[GOAL OF THE EXERCISE] Please arrange the data below as a Markdown table with the columns Row and Line. Give each non-blank line its own numbered row and leave out blank lines.

═══ EXERCISE MATERIALS

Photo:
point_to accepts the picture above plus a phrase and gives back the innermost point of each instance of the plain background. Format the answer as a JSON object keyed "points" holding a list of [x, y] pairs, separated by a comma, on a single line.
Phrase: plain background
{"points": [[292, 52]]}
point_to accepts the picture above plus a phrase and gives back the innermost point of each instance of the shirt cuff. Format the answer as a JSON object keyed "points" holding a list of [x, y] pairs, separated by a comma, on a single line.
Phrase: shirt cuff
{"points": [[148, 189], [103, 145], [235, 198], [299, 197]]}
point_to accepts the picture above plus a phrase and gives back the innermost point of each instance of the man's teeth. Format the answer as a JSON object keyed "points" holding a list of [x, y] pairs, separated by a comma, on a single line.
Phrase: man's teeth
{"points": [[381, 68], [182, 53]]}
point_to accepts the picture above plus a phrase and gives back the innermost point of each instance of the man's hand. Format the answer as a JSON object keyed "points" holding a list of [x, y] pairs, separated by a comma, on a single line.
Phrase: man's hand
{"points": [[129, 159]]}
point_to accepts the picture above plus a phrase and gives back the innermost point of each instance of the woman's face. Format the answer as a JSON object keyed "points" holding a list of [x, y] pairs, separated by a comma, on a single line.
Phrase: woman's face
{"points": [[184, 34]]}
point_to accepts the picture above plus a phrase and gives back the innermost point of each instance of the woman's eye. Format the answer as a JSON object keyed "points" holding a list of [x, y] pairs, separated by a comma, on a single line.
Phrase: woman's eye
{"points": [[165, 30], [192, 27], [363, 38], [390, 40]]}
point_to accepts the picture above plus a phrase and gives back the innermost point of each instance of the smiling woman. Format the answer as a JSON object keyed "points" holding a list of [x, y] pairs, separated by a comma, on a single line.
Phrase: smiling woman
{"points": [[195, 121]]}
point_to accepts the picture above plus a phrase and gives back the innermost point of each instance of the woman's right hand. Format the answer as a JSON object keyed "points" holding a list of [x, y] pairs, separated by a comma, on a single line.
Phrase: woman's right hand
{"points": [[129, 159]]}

══════

[RESPONSE FOR THIS EXERCISE]
| Row | Line |
|---|---|
| 1 | Photo: |
| 2 | point_to accepts the picture above plus a phrase and gives back the innermost point of each instance of the plain background. Format the answer as a JSON object keyed "points" holding a list of [x, y] pairs, separated by a comma, on a single line. |
| 3 | Phrase: plain background |
| 4 | {"points": [[292, 52]]} |
| 5 | point_to accepts the picture above plus a phrase and gives back the innermost point of each instance of the shirt cuff. Format the answer as a JSON object keyed "points" holding a list of [x, y] pairs, separated by a comma, on a single line. |
| 6 | Phrase: shirt cuff |
| 7 | {"points": [[148, 189], [103, 145], [235, 198], [299, 197]]} |
| 8 | point_to accepts the picture above plus a phrase and gives back the innermost point of each instance of the man's teeth. Format the answer as a JSON object keyed "points" holding a list of [x, y] pairs, separated by a comma, on a single line. |
| 9 | Phrase: man's teeth |
| 10 | {"points": [[381, 68], [182, 53]]} |
| 11 | point_to accepts the picture above plus a phrase and gives back the innermost point of each instance of the man's hand. Format the answer as a JSON object keyed "points" holding a list of [x, y] pairs, separated by a comma, on a single line. |
| 12 | Phrase: man's hand |
| 13 | {"points": [[129, 159]]} |
| 14 | point_to accepts the picture above plus a phrase and gives back the innermost point of each instance of the woman's face. Format the answer as a JSON object keyed "points" holding a list of [x, y] pairs, separated by a comma, on a single line. |
| 15 | Phrase: woman's face |
| 16 | {"points": [[184, 34]]} |
| 17 | point_to accepts the picture above plus a phrase and gives back the innermost point of each instance of the woman's eye. Format the answer as a JSON object keyed "points" holding a list of [x, y] pairs, separated by a comma, on a single line. |
| 18 | Phrase: woman's eye |
| 19 | {"points": [[165, 30], [192, 27], [363, 38], [390, 40]]} |
| 20 | point_to accepts the picture above plus a phrase and gives back the innermost point of each instance of the smiling woman. Format the answer as a JSON object keyed "points" holding a list of [x, y] pairs, separated by a comma, on a single line. |
| 21 | Phrase: smiling woman |
| 22 | {"points": [[195, 121]]} |
| 23 | point_to accepts the picture above plus a phrase and gives back the innermost point of each instance of the woman's right hand. Format the answer as a JSON object keyed "points" holding a list of [x, y] pairs, separated by a comma, on a single line. |
| 24 | Phrase: woman's right hand |
| 25 | {"points": [[129, 159]]} |